Text block

-- Start --

Figure 2.11 Average noise residue (aka PRNU) for a series of frames.
This pattern is then treated as reference PRNU for a particular recording device.
In the next experiment, we will examine the unique nature of PRNU by estimating noise patterns from two sample videos, which depict visually similar scenes but have been recorded using different cameras.
Experiment II: Verification of the Unique Nature of PRNU Patterns: We consider two sample videos, ‘can_220_hallway(3).mov’ and ‘fuji_2800_man(2).avi’ (available from the SULFA Library, and for download here: https://www.dropbox.com/sh/dhzuebt4494ovxa/AADK5mYRdDoJHlEpLXwsDjSDa?dl=0), which depict similar scene contents (Figure 2.12).
Figure 2.12 (a) represents a sample frame from ‘can_220_hallway(3).mov’ whereas (b) represents a sample frame from ‘fuji_2800_man(2).avi’. [Videos Courtesy of SULFA].
We estimate PRNU for each of these videos; the resultant patterns are presented in Figure 2.13.
Figure 2.13 (a) represents the PRNU pattern for the video ‘can_220_hallway(3).mov’ whereas (b) represents the PRNU pattern for the video ‘fuji_2800_man(2).avi’.
We can observe from Figure 2.11 that the noise patterns for the two test videos appear quite dissimilar, despite the fact that the videos themselves exhibit visually similar contents (the variations in the patterns are most conspicuous in those regions of the frames that contain the least amount of scene details, such as the walls and the floor). This unique nature of PRNU is the primary reason why it is referred to as the fingerprint of a recording device.

-- End --

Collected data
-- Start --

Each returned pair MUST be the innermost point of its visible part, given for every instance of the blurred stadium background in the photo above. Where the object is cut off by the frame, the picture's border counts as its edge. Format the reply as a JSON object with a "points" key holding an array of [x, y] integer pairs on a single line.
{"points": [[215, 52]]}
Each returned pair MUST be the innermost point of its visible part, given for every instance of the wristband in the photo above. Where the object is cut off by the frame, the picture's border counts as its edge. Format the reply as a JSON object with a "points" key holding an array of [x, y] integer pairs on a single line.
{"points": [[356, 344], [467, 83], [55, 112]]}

-- End --

Stated goal
Answer from the PRNU passage above:
(a) What is the pattern treated as for a particular recording device?
(b) From which library are the two sample videos available?
(c) In which regions of the frames are the variations between the two noise patterns most conspicuous?

Problem solution
(a) Reference PRNU for that recording device.
(b) The SULFA Library.
(c) In the regions that contain the least amount of scene details, such as the walls and the floor.